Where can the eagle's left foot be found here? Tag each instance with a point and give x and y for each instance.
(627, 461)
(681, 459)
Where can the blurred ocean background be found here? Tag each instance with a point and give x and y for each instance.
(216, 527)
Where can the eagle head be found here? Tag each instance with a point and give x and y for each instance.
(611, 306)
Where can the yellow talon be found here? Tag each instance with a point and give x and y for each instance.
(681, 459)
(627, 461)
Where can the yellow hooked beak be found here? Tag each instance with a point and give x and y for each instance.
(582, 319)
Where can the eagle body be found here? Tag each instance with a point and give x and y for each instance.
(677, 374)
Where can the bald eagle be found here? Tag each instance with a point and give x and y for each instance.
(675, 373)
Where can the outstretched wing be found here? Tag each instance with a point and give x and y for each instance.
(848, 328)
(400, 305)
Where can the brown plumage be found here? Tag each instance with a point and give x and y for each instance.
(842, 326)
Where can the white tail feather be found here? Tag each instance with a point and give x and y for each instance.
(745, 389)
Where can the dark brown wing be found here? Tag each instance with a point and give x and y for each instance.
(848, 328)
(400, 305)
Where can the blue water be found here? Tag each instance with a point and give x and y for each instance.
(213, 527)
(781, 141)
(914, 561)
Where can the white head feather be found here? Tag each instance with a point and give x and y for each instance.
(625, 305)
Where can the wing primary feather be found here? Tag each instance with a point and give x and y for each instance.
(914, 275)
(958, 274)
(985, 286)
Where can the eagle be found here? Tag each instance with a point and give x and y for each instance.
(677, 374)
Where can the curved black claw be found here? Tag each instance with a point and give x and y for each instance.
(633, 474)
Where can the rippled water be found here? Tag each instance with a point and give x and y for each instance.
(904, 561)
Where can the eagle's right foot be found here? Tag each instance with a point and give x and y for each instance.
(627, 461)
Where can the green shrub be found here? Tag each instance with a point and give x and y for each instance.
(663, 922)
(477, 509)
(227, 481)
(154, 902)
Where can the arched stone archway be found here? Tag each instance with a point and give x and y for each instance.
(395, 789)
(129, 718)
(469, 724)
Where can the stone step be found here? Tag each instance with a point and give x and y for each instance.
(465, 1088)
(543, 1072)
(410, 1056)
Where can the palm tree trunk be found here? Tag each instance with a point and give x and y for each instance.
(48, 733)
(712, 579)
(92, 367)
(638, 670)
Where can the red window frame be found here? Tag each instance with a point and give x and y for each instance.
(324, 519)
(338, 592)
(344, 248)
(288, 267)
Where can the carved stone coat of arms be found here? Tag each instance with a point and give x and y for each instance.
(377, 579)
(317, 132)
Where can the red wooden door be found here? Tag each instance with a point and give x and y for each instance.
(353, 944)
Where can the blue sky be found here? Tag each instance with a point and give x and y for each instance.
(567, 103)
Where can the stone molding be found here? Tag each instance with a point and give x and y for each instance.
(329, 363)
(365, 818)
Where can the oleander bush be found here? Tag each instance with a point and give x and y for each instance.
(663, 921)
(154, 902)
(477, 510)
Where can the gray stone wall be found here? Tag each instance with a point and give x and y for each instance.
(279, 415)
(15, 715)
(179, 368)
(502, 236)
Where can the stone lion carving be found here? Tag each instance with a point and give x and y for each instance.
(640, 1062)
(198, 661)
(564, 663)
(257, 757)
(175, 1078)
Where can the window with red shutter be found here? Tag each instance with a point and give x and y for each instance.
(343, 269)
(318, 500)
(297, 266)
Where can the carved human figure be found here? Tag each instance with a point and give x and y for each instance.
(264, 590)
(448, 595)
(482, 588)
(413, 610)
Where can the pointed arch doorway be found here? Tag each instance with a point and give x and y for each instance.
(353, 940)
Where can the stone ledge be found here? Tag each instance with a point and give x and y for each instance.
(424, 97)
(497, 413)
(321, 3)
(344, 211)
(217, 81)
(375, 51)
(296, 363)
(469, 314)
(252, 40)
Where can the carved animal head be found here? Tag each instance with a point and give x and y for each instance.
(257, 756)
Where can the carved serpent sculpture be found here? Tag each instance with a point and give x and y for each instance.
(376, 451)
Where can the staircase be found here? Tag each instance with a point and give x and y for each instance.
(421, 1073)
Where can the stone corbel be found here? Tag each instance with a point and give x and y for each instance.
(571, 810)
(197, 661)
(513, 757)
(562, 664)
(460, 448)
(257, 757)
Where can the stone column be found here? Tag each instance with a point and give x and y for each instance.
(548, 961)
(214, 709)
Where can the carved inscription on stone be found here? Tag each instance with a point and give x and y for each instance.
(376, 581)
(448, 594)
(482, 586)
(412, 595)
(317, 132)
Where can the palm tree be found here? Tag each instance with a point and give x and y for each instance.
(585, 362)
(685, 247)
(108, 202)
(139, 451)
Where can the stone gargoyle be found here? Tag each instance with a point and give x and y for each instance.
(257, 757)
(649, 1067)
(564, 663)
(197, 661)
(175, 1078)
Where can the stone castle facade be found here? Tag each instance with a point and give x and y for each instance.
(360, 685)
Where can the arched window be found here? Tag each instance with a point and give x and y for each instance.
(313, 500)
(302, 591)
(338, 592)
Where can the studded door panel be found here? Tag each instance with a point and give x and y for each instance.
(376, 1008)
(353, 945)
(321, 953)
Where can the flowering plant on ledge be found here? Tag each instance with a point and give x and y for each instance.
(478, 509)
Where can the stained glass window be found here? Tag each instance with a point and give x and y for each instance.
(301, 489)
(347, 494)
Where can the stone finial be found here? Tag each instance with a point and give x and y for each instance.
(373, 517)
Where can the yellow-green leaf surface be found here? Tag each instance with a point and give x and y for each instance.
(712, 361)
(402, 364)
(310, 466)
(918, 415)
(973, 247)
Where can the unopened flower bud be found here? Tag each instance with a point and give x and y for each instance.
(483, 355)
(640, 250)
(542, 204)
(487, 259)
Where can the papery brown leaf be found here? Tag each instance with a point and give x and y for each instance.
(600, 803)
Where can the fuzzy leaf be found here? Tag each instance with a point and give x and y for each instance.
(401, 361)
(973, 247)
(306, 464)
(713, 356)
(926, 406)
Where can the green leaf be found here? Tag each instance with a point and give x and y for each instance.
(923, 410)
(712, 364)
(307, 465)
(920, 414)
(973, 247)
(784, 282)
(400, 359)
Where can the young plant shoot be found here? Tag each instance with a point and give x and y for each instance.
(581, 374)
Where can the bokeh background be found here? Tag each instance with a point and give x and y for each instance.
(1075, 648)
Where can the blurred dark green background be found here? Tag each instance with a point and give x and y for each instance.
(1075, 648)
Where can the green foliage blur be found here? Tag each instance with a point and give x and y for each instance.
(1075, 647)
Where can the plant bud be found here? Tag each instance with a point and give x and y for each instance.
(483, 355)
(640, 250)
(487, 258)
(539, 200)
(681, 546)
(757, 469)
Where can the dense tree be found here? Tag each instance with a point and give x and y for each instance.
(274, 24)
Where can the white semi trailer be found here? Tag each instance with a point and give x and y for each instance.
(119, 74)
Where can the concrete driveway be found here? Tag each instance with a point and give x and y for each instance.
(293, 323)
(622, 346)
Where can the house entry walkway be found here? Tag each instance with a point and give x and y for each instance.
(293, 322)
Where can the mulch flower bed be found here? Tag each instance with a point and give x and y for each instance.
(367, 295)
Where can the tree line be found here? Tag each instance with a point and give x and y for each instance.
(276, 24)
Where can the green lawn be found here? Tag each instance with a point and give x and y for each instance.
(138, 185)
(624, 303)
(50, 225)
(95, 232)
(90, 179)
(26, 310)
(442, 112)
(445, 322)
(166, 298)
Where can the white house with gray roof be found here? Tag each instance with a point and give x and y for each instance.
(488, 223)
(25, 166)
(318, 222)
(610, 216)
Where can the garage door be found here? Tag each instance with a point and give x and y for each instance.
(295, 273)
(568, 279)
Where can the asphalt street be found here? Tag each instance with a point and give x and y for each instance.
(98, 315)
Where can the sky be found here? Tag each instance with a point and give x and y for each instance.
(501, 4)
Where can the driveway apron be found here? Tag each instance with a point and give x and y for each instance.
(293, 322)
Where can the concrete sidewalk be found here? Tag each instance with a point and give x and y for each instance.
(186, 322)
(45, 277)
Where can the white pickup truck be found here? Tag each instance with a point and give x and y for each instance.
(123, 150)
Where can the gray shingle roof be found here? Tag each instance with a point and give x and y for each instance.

######

Reproduce only the lines running from the one with "Where can the white semi" through the final line of the listing above, both ends included.

Where can the white semi trailer be found here? Tag each instance with a point and give x and y for each instance.
(119, 74)
Where can the concrete driveway be found here? Tag each instance with a point and give x and y for each instance.
(293, 323)
(622, 346)
Where can the house entry walkway be found here? Tag each instance with a point and give x and y for each instance.
(293, 322)
Where can the mulch flower bed be found here? Tag each instance with a point and give x and y for each instance.
(367, 295)
Where can the tree line be found here? Tag each instance with a point and give x and y for each instance.
(276, 24)
Where can the green lawn be found here? Tag each instance with a point and give x and y for each instance.
(138, 185)
(624, 303)
(50, 225)
(95, 232)
(90, 179)
(26, 310)
(442, 112)
(445, 322)
(166, 298)
Where can the white house with gray roof be found here? Tag each instance with a point and give x and y for each instance.
(488, 223)
(25, 166)
(318, 222)
(610, 216)
Where can the garage door be found here? Tag each instance with a point and give x and y for each instance.
(295, 273)
(568, 279)
Where can the asphalt street be found here? Tag each instance with a point and give x and y for each instance.
(98, 315)
Where can the sky be found here? Tag each instance with a point and give x and y for each instance.
(501, 4)
Where can the driveway apron be found here? Tag each instance with a point and give x and y for each instance.
(293, 322)
Where can the concrete sidewalk be found here? Tag each instance with a point and give x and y for each instance.
(186, 322)
(45, 277)
Where can the white pickup truck be found here? Tag each instance with a point and give x and y for each instance.
(123, 150)
Where can the gray shingle roof be found here? Tag each instance with a point and give x and y for each instance.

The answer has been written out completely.